Exercise tasks:
[1] In the norovirus article, what percentage of acute gastroenteritis cases in 2009 and 2010 was attributed to rotavirus?
[2] Name every medical center in the norovirus article that forms the New Vaccine Surveillance Network.
[3] Reproduce the part of the norovirus article that opens with the words containing "Norovirus has surpassed" and closes with "attributed to rotavirus.".

Extract to read:
^^^^^^^^
Norovirus Is Now the Main Cause of Acute GI Problems in Kids

Yael Waknine

March 26, 2013

Norovirus has surpassed rotavirus as the leading cause of acute gastroenteritis among children younger than 5 years, according to new study results published in the New England Journal of Medicine.

Analyzing surveillance data for 3 US counties, Daniel Payne, PhD, MSPH, from the Centers for Disease Control and Prevention's (CDC's) National Center for Immunization and Respiratory Diseases in Atlanta, Georgia, and colleagues found that norovirus was responsible for 21% of acute gastroenteritis cases in 2009 and 2010; only 12% were attributed to rotavirus.

"This year has been an awful year for viruses in general, but now there's also a new norovirus — and as we saw with things like the H1N1 virus, I think we're feeling a big clinical impact; about 15% to 20% of what I'm seeing in the office every day is now stomach virus," Robert Dudley, MD, a pediatrician at Community Health Center, Inc, in Middletown, Connecticut, told Medscape Medical News in an interview. Although he does not test for particular viruses, the clinical picture matches that of the "new viral player in the mix, " said Dr. Dudley, who was not involved in the study.

On the basis of their new analysis, Dr. Payne and colleagues estimate the average annual numbers of US hospitalizations, emergency department visits, and outpatient visits due to norovirus infection for kids under 5 exceeded 14,000, 281,000, and 627,000, respectively, in 2009 and 2010. The estimated cost for care was more than $273 million in treatment costs each year.

The investigators collected data for 1295 children younger than 5 years who had been treated for acute gastroenteritis and whose samples had been laboratory tested at 1 of 3 centers that form the New Vaccine Surveillance Network: the University of Rochester Medical Center in Monroe County, New York; Vanderbilt University Medical Center in Davidson County, Tennessee; or Cincinnati Children's Hospital Medical Center in Hamilton County, Ohio. They also included data from 493 healthy control individuals seen for well-child visits.

Overall, 21% of children with acute gastroenteritis — 22% in 2009 and 20% in 2010 — tested positive for norovirus, compared with 4% of control individuals, indicating a low rate of asymptomatic infection.

Nearly half (47%) of infections occurred in children aged 6 to 18 months (mean age, 17.0 months; median, 14 months); the peak period for symptom onset was January for both years.
^^^^^^^^
Data entries:
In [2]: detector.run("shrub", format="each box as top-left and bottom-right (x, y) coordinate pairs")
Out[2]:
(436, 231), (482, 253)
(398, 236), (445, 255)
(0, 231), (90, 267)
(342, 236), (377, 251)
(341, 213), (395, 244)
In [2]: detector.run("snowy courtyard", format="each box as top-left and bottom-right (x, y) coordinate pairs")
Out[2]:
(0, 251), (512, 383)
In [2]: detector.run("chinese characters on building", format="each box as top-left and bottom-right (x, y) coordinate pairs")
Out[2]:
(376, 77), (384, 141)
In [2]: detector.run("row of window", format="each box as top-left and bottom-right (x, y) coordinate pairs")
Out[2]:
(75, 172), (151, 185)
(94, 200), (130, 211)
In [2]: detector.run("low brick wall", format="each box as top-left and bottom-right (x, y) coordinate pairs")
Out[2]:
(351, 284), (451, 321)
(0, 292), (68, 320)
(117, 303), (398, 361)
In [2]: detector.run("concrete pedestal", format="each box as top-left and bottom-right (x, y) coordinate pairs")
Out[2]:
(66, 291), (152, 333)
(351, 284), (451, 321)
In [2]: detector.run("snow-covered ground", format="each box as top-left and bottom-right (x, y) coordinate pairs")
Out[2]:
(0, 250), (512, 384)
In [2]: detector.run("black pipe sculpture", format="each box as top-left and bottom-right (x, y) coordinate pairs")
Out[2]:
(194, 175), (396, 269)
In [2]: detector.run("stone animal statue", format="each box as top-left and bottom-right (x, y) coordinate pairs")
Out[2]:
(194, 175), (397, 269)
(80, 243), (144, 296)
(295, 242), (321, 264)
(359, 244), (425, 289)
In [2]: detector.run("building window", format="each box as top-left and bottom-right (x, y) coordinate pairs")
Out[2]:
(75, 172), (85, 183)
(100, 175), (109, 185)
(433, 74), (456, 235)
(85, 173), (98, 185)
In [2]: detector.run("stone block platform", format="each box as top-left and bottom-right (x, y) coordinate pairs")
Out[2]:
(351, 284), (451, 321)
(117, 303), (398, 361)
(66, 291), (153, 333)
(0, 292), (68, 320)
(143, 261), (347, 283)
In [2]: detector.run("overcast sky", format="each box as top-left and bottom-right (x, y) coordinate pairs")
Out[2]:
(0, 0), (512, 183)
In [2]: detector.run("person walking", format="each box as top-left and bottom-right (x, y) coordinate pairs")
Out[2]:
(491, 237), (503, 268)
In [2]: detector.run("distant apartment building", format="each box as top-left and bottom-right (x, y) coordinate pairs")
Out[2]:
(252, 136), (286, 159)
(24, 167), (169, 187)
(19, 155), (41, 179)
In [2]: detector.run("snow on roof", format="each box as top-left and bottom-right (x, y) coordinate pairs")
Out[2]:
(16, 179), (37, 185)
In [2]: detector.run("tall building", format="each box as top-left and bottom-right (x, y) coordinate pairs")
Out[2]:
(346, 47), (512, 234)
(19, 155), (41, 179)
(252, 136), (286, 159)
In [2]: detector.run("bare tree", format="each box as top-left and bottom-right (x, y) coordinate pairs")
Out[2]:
^^^^^^^^
Numbered answers:
[1] 12%

[2] University of Rochester Medical Center, Vanderbilt University Medical Center, Cincinnati Children's Hospital Medical Center

[3]
Norovirus has surpassed rotavirus as the leading cause of acute gastroenteritis among children younger than 5 years, according to new study results published in the New England Journal of Medicine.

Analyzing surveillance data for 3 US counties, Daniel Payne, PhD, MSPH, from the Centers for Disease Control and Prevention's (CDC's) National Center for Immunization and Respiratory Diseases in Atlanta, Georgia, and colleagues found that norovirus was responsible for 21% of acute gastroenteritis cases in 2009 and 2010; only 12% were attributed to rotavirus.